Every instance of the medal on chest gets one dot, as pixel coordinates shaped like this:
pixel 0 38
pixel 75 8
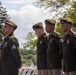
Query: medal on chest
pixel 51 40
pixel 68 41
pixel 40 42
pixel 5 44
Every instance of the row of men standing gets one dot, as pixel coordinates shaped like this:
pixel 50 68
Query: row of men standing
pixel 10 60
pixel 54 52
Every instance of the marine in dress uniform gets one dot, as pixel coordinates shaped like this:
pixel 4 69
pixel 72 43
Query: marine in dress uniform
pixel 74 27
pixel 41 48
pixel 54 48
pixel 69 47
pixel 10 57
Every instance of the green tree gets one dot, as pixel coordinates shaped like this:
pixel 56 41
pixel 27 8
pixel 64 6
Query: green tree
pixel 3 18
pixel 61 8
pixel 28 53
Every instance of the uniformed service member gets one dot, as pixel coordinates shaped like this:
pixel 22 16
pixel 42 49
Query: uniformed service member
pixel 41 48
pixel 10 57
pixel 69 47
pixel 74 27
pixel 54 48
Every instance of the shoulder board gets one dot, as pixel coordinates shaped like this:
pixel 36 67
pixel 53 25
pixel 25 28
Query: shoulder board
pixel 73 33
pixel 13 38
pixel 58 34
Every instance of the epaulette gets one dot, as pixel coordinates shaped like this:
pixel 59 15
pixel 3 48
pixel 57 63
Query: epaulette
pixel 46 35
pixel 58 34
pixel 73 33
pixel 13 39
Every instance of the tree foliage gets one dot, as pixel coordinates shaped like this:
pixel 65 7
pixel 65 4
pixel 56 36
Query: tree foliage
pixel 3 18
pixel 28 53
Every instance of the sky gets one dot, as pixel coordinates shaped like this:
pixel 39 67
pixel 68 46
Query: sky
pixel 24 14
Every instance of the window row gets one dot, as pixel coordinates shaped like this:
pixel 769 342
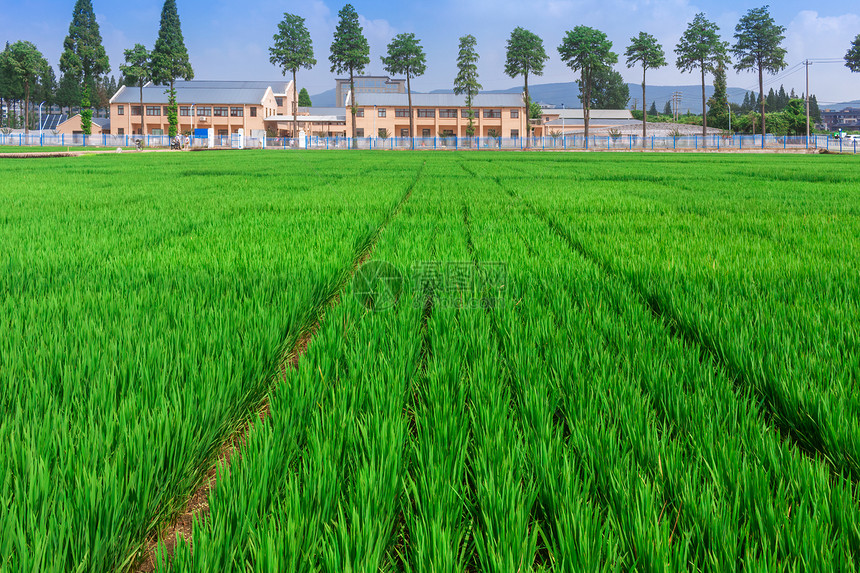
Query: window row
pixel 443 113
pixel 186 111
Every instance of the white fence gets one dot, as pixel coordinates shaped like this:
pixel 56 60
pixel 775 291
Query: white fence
pixel 569 142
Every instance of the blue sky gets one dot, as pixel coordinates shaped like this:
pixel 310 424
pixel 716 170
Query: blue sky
pixel 229 39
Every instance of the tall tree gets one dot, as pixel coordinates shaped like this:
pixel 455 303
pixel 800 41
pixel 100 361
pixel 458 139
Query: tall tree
pixel 84 57
pixel 646 51
pixel 718 104
pixel 466 82
pixel 47 86
pixel 771 102
pixel 10 89
pixel 68 92
pixel 781 98
pixel 136 72
pixel 305 98
pixel 758 47
pixel 170 60
pixel 405 56
pixel 587 51
pixel 525 55
pixel 608 90
pixel 814 110
pixel 701 48
pixel 24 62
pixel 293 49
pixel 350 52
pixel 852 57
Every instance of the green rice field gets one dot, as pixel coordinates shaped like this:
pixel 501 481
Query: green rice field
pixel 432 361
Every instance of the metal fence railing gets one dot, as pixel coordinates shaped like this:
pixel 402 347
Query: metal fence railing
pixel 567 142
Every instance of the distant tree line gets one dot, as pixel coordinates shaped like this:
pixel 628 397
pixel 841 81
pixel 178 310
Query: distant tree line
pixel 85 82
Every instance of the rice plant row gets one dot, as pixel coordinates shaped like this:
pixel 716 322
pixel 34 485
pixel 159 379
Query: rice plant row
pixel 600 406
pixel 145 306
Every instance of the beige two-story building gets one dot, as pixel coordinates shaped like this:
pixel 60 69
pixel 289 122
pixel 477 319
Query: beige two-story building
pixel 387 115
pixel 224 106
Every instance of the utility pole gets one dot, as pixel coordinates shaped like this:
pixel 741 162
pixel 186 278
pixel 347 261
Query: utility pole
pixel 806 63
pixel 676 106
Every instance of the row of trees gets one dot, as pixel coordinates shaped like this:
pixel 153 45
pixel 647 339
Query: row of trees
pixel 167 62
pixel 25 74
pixel 585 50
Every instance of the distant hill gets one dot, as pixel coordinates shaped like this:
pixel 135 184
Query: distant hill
pixel 843 105
pixel 568 94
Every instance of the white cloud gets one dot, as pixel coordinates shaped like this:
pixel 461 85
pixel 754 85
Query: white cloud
pixel 811 35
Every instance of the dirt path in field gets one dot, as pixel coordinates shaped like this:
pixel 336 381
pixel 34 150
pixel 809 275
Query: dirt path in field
pixel 197 505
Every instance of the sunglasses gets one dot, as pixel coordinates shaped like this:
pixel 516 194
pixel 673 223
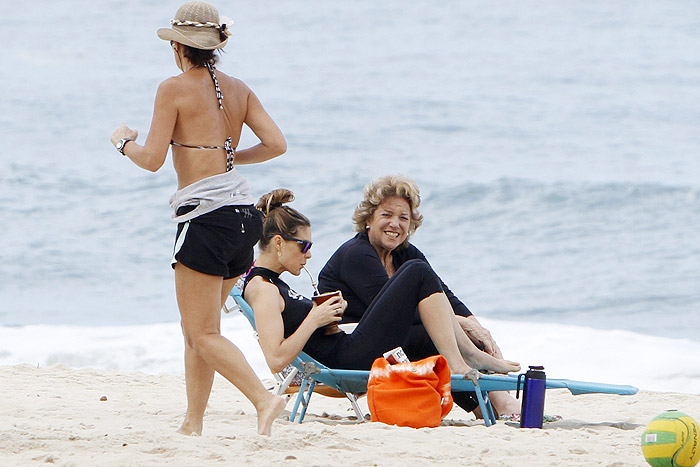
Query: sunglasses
pixel 304 245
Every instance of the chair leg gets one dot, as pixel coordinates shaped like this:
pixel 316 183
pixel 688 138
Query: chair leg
pixel 284 382
pixel 353 401
pixel 305 401
pixel 485 406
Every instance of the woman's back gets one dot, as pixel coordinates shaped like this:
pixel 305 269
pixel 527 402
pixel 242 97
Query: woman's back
pixel 200 121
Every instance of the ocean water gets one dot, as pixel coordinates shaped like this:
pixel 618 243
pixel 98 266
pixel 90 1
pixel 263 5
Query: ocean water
pixel 555 147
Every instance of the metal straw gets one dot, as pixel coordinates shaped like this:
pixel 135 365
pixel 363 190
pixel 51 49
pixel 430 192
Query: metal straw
pixel 314 284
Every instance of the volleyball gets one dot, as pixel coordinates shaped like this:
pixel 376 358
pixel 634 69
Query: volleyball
pixel 671 440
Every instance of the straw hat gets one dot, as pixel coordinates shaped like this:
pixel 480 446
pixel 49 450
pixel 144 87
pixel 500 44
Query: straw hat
pixel 197 24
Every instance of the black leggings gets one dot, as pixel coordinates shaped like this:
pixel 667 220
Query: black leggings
pixel 388 323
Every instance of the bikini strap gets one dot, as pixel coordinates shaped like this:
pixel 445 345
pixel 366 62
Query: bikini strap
pixel 230 154
pixel 219 96
pixel 174 143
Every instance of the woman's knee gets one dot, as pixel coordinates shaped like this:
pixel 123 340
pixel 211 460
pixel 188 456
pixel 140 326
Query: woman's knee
pixel 198 339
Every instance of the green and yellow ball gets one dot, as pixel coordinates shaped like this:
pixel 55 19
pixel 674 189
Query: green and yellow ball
pixel 671 440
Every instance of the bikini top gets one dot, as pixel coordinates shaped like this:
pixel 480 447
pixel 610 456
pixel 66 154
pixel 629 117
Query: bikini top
pixel 230 150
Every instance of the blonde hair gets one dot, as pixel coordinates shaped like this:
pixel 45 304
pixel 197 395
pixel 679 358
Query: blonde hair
pixel 279 219
pixel 382 188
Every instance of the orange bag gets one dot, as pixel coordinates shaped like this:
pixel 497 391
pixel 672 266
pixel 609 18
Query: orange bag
pixel 415 394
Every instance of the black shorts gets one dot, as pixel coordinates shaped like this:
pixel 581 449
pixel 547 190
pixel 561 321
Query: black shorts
pixel 219 243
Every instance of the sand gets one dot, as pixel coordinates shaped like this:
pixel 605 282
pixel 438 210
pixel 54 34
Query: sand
pixel 85 417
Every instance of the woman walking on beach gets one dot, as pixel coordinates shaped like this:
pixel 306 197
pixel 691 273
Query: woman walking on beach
pixel 201 113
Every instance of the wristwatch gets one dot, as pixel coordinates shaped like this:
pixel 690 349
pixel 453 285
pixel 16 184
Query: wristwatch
pixel 121 143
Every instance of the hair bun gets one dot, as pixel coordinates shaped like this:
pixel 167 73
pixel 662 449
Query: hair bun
pixel 273 200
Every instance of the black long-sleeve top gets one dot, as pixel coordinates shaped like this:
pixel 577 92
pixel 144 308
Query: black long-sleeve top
pixel 356 270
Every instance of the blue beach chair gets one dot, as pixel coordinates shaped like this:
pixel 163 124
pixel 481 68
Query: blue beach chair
pixel 353 383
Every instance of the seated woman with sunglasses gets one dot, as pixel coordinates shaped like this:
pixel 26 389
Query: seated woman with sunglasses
pixel 288 322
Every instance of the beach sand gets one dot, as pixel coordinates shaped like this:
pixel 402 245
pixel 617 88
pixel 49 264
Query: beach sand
pixel 55 416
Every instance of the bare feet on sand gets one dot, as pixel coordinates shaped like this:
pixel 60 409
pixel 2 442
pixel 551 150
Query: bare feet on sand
pixel 190 429
pixel 268 412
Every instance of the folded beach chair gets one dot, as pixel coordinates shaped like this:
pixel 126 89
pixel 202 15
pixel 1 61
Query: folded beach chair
pixel 354 382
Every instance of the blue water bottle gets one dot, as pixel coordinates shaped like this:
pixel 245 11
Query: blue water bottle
pixel 532 408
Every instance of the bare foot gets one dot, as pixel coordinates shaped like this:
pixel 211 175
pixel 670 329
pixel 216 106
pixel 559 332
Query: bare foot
pixel 483 361
pixel 269 412
pixel 190 429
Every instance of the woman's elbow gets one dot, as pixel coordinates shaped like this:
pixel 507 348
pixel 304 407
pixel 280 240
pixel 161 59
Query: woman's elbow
pixel 280 147
pixel 153 164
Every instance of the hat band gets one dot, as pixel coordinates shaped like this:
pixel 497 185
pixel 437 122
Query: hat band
pixel 196 24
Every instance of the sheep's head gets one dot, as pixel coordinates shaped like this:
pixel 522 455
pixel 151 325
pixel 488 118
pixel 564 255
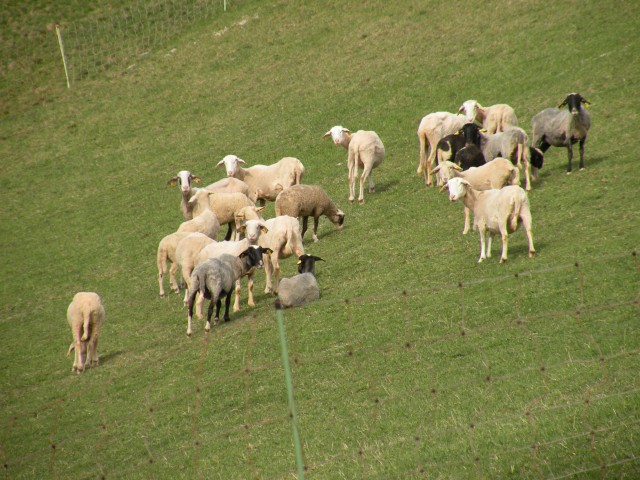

■ ■ ■ ■

Can you set out everything in the listing from the line containing "Every instance of the dirt" down to the line containing "pixel 304 245", both included, as a numbered list with blank lines dropped and the pictures left out?

Answer to this task:
1. Every instance of the dirt path in field gets one dot, as pixel coordinates shaped like this:
2. pixel 336 381
3. pixel 34 150
4. pixel 809 275
5. Query: dirt path in field
6. pixel 197 505
7. Every instance of the sunglasses gets one dot, as pixel coordinates shaped like this:
8. pixel 516 194
9. pixel 673 223
10. Query: sunglasses
11. pixel 304 245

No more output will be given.